**Records provided**.
§ §

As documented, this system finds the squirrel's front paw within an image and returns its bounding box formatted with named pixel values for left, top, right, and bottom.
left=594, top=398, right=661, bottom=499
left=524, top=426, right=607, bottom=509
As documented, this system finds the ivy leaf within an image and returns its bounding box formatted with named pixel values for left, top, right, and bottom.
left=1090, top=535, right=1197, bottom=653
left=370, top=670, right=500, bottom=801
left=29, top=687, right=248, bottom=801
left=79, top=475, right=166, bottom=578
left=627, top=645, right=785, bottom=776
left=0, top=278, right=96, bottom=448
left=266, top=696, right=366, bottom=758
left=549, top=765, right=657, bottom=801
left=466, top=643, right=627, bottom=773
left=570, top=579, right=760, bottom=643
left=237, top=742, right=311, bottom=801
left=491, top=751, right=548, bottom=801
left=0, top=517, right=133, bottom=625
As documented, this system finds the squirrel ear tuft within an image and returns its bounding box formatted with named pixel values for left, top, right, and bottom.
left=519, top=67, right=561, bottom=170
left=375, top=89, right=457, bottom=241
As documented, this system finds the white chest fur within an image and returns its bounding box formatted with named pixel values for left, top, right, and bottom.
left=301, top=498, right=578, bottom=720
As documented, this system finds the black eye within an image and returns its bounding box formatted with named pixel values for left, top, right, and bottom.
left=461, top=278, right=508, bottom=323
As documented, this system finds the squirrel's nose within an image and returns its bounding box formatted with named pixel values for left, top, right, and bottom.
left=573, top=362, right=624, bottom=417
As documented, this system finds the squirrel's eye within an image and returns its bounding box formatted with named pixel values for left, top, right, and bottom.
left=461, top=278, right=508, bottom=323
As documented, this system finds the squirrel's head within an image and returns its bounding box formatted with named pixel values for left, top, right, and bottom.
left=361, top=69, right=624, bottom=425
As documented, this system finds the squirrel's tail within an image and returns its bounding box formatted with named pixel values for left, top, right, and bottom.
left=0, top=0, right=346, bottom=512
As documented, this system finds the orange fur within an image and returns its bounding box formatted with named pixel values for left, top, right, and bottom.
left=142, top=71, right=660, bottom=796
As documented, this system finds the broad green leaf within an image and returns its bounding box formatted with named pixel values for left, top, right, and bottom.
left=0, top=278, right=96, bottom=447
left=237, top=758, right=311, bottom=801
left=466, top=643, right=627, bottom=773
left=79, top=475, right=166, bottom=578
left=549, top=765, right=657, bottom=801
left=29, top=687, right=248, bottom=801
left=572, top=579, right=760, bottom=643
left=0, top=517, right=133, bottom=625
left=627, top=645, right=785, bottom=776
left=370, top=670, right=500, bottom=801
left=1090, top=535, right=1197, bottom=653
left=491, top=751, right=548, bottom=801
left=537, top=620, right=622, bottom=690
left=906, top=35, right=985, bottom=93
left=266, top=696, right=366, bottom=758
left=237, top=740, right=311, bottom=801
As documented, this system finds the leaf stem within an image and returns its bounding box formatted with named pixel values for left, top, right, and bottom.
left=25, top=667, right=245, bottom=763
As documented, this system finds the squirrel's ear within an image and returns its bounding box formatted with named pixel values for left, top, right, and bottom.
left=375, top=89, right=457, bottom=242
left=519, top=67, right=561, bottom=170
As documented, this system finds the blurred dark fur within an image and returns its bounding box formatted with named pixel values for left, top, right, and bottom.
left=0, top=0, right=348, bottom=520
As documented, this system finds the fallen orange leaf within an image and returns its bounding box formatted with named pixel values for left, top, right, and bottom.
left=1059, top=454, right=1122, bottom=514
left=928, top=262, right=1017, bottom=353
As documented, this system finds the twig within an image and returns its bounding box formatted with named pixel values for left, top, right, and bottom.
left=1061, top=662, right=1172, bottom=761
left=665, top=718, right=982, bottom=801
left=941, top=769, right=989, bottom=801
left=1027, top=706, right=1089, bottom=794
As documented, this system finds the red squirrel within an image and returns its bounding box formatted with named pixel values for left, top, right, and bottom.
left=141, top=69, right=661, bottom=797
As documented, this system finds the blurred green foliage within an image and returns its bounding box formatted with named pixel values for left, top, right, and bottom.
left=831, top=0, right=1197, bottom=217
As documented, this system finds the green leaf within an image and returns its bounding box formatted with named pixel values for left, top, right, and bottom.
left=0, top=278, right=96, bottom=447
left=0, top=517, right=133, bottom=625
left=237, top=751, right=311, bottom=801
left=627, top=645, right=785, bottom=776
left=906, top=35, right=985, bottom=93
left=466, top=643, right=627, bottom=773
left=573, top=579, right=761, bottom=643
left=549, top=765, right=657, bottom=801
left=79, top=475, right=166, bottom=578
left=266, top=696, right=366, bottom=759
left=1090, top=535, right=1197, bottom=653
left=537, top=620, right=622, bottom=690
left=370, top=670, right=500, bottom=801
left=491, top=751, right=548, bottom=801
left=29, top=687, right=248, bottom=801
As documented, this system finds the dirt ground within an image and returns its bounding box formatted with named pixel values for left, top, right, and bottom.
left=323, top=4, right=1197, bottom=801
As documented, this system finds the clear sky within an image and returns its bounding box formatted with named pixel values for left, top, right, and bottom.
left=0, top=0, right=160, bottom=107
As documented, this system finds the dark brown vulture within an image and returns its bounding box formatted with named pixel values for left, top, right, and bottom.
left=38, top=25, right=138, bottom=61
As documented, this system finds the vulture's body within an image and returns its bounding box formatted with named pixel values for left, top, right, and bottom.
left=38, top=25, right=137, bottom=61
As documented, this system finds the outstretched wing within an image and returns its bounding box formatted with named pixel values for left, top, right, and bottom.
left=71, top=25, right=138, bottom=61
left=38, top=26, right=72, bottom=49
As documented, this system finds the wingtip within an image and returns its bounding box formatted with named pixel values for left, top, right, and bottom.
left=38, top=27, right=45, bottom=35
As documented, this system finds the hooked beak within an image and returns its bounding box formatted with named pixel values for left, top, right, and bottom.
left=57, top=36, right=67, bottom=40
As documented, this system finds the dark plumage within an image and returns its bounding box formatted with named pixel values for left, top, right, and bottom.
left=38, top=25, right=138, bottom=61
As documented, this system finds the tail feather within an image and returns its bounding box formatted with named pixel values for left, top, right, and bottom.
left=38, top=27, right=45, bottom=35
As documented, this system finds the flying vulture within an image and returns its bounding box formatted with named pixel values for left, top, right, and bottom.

§ §

**Exercise task**. Rewrite every one of the records above, replacing each occurrence of "this system" with "the detector" and leaving all other text unchanged.

**Solution for this problem**.
As documented, the detector finds the squirrel's front paw within an image and returns its bounding box formatted with named pixel values for left, top, right, and bottom.
left=594, top=398, right=661, bottom=499
left=524, top=426, right=607, bottom=509
As documented, the detector finds the ivy leaf within an image and returns its bounding box formatted with named pixel values for left, top, right, and bottom.
left=1090, top=535, right=1197, bottom=653
left=370, top=670, right=500, bottom=801
left=29, top=687, right=248, bottom=801
left=79, top=475, right=166, bottom=578
left=627, top=645, right=785, bottom=776
left=0, top=278, right=96, bottom=448
left=266, top=696, right=366, bottom=758
left=549, top=765, right=657, bottom=801
left=466, top=643, right=627, bottom=773
left=570, top=579, right=760, bottom=643
left=237, top=742, right=311, bottom=801
left=491, top=751, right=548, bottom=801
left=0, top=517, right=133, bottom=625
As documented, the detector finds the squirrel ear tuft within an image and returns its bounding box formatted with named pixel values for left, top, right, and bottom.
left=519, top=67, right=561, bottom=170
left=375, top=89, right=457, bottom=241
As documented, the detector finds the white chest fur within an image and returns its bounding box formatted with named pixel values for left, top, right, and bottom.
left=301, top=498, right=578, bottom=720
As documented, the detector finds the black eye within an image and returns its bounding box formatted with named pixel values for left, top, right, and bottom.
left=461, top=278, right=508, bottom=323
As documented, the detector finds the squirrel's nose within an image and returns its bounding box formatted with named pixel values for left, top, right, and bottom.
left=573, top=362, right=624, bottom=417
As documented, the detector finds the squirrel's eye within an image and returns its bounding box formatted with named pixel values for left, top, right, and bottom.
left=461, top=278, right=508, bottom=323
As documented, the detector finds the squirrel's head within an image and returns its bounding box formatted with named pixel values for left, top, right, and bottom.
left=361, top=69, right=624, bottom=425
As documented, the detector finds the squirrel's tail within an image and returns its bounding box formatted with named pixel values for left, top, right, and bottom.
left=0, top=0, right=346, bottom=512
As documented, the detector finds the orange fur within an image and returns its bounding box formatted with named pixel values for left, top, right, and bottom.
left=142, top=71, right=660, bottom=796
As documented, the detector finds the broad green leaf within an image and returns its bounding box formatted with named pixel values for left, top, right, and bottom.
left=0, top=278, right=96, bottom=447
left=237, top=758, right=311, bottom=801
left=466, top=643, right=627, bottom=773
left=79, top=475, right=166, bottom=578
left=549, top=765, right=657, bottom=801
left=29, top=687, right=248, bottom=801
left=572, top=579, right=760, bottom=643
left=0, top=517, right=133, bottom=625
left=627, top=645, right=785, bottom=776
left=370, top=670, right=500, bottom=801
left=1090, top=535, right=1197, bottom=653
left=491, top=751, right=548, bottom=801
left=537, top=620, right=622, bottom=690
left=906, top=35, right=985, bottom=93
left=266, top=696, right=366, bottom=758
left=237, top=740, right=311, bottom=801
As documented, the detector finds the leaf stem within an image and returns its bounding box formatted with named pixel values for left, top, right, and bottom.
left=25, top=667, right=245, bottom=763
As documented, the detector finds the squirrel's ear within an image and returns its bounding box formatted with named pixel values for left, top, right, and bottom.
left=375, top=89, right=457, bottom=242
left=519, top=67, right=561, bottom=170
As documented, the detector finds the blurred dark fur within an image and returns its bounding box formatted with named pixel values for left, top, right, and bottom.
left=0, top=0, right=348, bottom=520
As documented, the detector finds the fallen orange leaf within an image and returns its bounding box formatted with named pixel values for left, top, right, and bottom.
left=1059, top=454, right=1122, bottom=514
left=928, top=262, right=1017, bottom=353
As documented, the detector finds the twig within an image and returns its bounding box formatted with named pixel values for left, top, right, and bottom.
left=1061, top=662, right=1172, bottom=761
left=665, top=718, right=982, bottom=801
left=941, top=769, right=989, bottom=801
left=1027, top=706, right=1089, bottom=794
As documented, the detector finds the red squirrel within an image and returns its bounding box formatted with named pixel values for left, top, right, and bottom.
left=141, top=69, right=661, bottom=797
As documented, the detector finds the blurred green foliage within an image and returns its bounding box formatted with named pixel values for left, top, right, and bottom.
left=831, top=0, right=1197, bottom=217
As documented, the detector finds the green leaf within an image and returns its bounding box formatted with named pixel values for left, top, right, and bottom.
left=0, top=278, right=96, bottom=447
left=0, top=517, right=133, bottom=625
left=237, top=751, right=311, bottom=801
left=627, top=645, right=785, bottom=776
left=906, top=35, right=985, bottom=93
left=466, top=643, right=627, bottom=773
left=573, top=579, right=761, bottom=643
left=549, top=765, right=657, bottom=801
left=79, top=475, right=166, bottom=578
left=266, top=696, right=366, bottom=759
left=1090, top=535, right=1197, bottom=653
left=537, top=620, right=622, bottom=690
left=370, top=670, right=500, bottom=801
left=491, top=751, right=548, bottom=801
left=29, top=687, right=248, bottom=801
As documented, the detector finds the dirt ground within an image and returns its bounding box formatted with named pixel values for left, top, right, and bottom.
left=323, top=4, right=1197, bottom=801
As documented, the detector finds the clear sky within an image and returns its bounding box formatted with named pixel values for left, top, right, and bottom.
left=0, top=0, right=160, bottom=107
As documented, the detector finds the dark brown vulture within an image and returns its bounding box formatted with named pixel values for left, top, right, and bottom.
left=38, top=25, right=138, bottom=61
As documented, the detector finds the vulture's body within an image and returns its bounding box formatted with named pixel values for left, top, right, and bottom.
left=38, top=25, right=137, bottom=61
As documented, the detector finds the outstretched wing within an image and returns its bounding box formatted with named pixel values for left, top, right, and bottom.
left=71, top=25, right=138, bottom=61
left=38, top=26, right=72, bottom=49
As documented, the detector finds the wingtip within an image and returns its bounding box formatted with named pixel values for left, top, right, and bottom.
left=38, top=27, right=45, bottom=35
As documented, the detector finds the hooked beak within an image and returns its bounding box formatted with named pixel values for left, top, right, and bottom.
left=57, top=36, right=67, bottom=40
As documented, the detector finds the dark plumage within an image and returns its bounding box formatted with named pixel values for left, top, right, and bottom.
left=38, top=25, right=138, bottom=61
As documented, the detector finds the tail feather within an image and returns its bounding box formatted with named pixel values for left, top, right, and bottom.
left=38, top=27, right=45, bottom=35
As documented, the detector finds the flying vulture within an image and returns its bounding box formatted with named pixel values for left, top, right, and bottom.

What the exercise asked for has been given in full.